**EXERCISE INSTRUCTIONS:** From the entries below, copy out each line that contains the string "number". Case counts.

[Entries from a labeling collection]
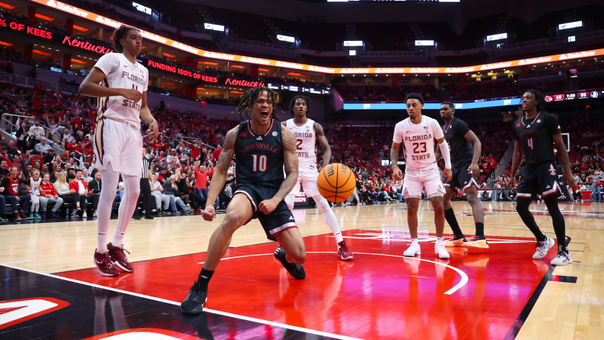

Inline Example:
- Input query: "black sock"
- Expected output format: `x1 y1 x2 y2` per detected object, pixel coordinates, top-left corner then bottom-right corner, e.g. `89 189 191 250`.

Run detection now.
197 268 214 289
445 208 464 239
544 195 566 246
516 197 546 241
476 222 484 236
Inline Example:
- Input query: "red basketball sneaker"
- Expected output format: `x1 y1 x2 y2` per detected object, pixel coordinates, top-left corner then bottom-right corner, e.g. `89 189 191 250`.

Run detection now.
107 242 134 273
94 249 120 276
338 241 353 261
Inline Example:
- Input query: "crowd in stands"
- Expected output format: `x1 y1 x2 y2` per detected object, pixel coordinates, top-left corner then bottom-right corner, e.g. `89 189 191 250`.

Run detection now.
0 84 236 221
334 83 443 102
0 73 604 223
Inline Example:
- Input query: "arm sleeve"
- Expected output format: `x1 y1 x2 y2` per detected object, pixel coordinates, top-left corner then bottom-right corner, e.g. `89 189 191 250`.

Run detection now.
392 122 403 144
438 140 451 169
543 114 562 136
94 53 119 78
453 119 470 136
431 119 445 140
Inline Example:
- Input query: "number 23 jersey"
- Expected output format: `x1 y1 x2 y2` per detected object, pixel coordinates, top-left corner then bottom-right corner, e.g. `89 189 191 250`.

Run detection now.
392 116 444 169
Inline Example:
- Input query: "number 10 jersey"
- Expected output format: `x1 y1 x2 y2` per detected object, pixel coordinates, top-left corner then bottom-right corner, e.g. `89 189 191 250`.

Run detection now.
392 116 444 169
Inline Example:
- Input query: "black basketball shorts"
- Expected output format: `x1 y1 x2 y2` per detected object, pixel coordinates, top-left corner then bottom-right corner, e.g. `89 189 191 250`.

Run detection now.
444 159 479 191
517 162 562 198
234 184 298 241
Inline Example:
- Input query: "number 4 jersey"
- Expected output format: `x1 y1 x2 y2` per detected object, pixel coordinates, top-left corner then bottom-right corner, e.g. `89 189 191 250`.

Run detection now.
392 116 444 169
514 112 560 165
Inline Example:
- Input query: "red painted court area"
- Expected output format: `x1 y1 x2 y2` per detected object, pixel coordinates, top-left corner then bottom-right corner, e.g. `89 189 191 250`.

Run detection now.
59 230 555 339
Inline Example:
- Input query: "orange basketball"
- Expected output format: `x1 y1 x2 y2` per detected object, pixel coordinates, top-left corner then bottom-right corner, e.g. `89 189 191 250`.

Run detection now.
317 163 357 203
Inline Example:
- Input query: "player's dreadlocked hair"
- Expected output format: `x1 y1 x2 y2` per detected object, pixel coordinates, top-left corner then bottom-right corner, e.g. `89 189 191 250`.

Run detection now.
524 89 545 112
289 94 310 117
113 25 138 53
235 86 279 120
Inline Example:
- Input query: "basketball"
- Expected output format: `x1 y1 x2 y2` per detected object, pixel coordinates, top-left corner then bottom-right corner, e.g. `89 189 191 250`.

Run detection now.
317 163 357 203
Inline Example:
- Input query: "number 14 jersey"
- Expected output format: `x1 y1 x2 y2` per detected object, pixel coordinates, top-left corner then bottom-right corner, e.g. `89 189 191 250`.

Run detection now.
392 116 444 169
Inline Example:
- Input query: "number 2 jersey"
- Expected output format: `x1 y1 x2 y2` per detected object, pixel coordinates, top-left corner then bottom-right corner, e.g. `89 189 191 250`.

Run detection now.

**EXERCISE RESPONSE:**
- Input query: "number 23 jersey"
- Input query: "number 10 jersey"
- Input query: "number 4 jersey"
- Input query: "number 14 jersey"
- Input query: "number 2 jersey"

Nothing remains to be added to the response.